QUOTED PASSAGE
────────────────────
The unadjusted correlation was statistically significant between search activity and dengue outbreak (r=0.632, p<0.001) and cases (r=0.673, p<0.001); PUO/fever outbreaks (r=0.315, p=0.026) and cases (r=0.323, p=0.022); chikungunya cases (r= 0.374, p=0.007); and total outbreaks (r=0.581, p<0.001) and cases (r=0.615, p<0.001).
In Model 1, the dependent variable was the Google search query volume; the independent variables in the model included outbreaks of dengue, PUO/fever, chikungunya, and typhoid. In Model 2, the dependent variable was the Google search query volume; the independent variables in the model included case counts (incidence) of dengue, PUO/fever, chikungunya, and typhoid.
Tables 1 and 3 show the result of the regression done in the first step of the Engle-Granger method for models 1 and 2 respectively. The residuals from each of the models were saved as another variable in Gretl and the results of the Augmented Dickey-Fuller Tests run on that variable for model 1 and 2 separately are shown in Tables 2 and 4 respectively.
Figure 1 shows time series trend between Google search query volume (measured on the secondary axis on the right) and the number of cases of infectious diseases causing fever. Figure 2 shows time series trend between Google search query volume (measured on the secondary axis on the right) and total outbreaks every week. Figure 3 shows the time series trend between Google search query volume and the total numbers of outbreaks and cases per week.
The time series plots show a weak temporal association between the total numbers of outbreaks every week and the total number of cases of different infectious diseases causing fever every week and Google search query volume. The search activity goes up slightly before every spike in disease incidence. However, because the baseline search activity is very high, the specific effect of the incident disease is not very clear, unless the disease metrics spikes are large enough. For example, in Figure 3, a large spike in cases around weeks 34-36 show a corresponding spike in the search volume activity in the preceding weeks (around week 31-34).
When the time series are examined statistically, they are seen to have stationarity of the residuals, which means that there is a predictable response in the curve for Google search query volume with a change in the number of outbreaks or case counts. However, this is not as strong a relationship as had been previously demonstrated in the studies emanating from developed countries and the rejection of the unit root null hypothesis barely reaches statistical significance for both the outbreak-related model (p=0.048) and case count related model (p=0.041).
────────────────────
DATA
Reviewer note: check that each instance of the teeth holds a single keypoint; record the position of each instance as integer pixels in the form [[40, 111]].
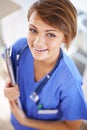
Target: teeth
[[40, 49]]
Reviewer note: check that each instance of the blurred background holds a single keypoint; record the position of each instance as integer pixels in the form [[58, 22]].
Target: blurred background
[[13, 25]]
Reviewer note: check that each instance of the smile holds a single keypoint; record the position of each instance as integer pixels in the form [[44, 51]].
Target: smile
[[40, 50]]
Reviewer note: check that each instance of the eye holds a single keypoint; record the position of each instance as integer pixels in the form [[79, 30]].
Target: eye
[[33, 30], [51, 35]]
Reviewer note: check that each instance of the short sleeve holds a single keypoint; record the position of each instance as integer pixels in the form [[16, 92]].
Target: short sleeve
[[73, 105]]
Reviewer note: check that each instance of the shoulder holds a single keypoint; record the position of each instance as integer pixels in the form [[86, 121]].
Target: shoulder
[[70, 69]]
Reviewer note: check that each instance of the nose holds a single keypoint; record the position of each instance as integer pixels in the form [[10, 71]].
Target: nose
[[39, 40]]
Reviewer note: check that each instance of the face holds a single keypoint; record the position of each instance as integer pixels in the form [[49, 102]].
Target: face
[[44, 40]]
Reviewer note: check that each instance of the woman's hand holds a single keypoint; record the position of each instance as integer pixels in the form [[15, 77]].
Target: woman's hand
[[11, 92], [18, 112]]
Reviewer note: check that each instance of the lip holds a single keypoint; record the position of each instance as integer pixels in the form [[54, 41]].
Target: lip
[[39, 50]]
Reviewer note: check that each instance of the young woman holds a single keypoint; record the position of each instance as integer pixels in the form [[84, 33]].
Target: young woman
[[48, 82]]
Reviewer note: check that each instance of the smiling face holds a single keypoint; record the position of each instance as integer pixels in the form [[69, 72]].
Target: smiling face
[[44, 40]]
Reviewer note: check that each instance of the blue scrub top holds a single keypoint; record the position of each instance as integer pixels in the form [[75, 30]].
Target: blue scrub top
[[62, 97]]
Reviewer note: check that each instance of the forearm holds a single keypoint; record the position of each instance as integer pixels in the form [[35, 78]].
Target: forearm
[[52, 125], [46, 125]]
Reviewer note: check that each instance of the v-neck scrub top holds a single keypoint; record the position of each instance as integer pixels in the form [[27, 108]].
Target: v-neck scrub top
[[61, 98]]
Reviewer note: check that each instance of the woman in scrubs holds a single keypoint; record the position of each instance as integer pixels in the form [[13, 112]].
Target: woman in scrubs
[[48, 82]]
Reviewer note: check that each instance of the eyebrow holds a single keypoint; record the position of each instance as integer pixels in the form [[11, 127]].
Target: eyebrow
[[45, 30]]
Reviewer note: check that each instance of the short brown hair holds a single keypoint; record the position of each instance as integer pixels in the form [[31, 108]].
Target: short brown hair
[[58, 13]]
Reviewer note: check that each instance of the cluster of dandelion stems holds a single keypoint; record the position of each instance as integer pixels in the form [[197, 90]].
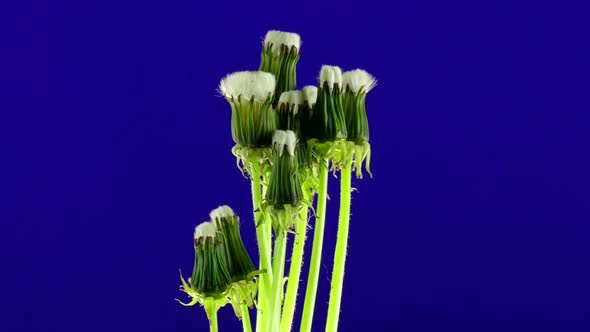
────────────────────
TASK INSTRUCTIONS
1 > List every disease that the text on Google searches and fever outbreaks names as an independent variable in Models 1 and 2.
2 > In the text on Google searches and fever outbreaks, copy the passage starting at "Tables 1 and" and ending at "and 4 respectively.".

LIST OF ANSWERS
1 > dengue, PUO/fever, chikungunya, typhoid

2 >
Tables 1 and 3 show the result of the regression done in the first step of the Engle-Granger method for models 1 and 2 respectively. The residuals from each of the models were saved as another variable in Gretl and the results of the Augmented Dickey-Fuller Tests run on that variable for model 1 and 2 separately are shown in Tables 2 and 4 respectively.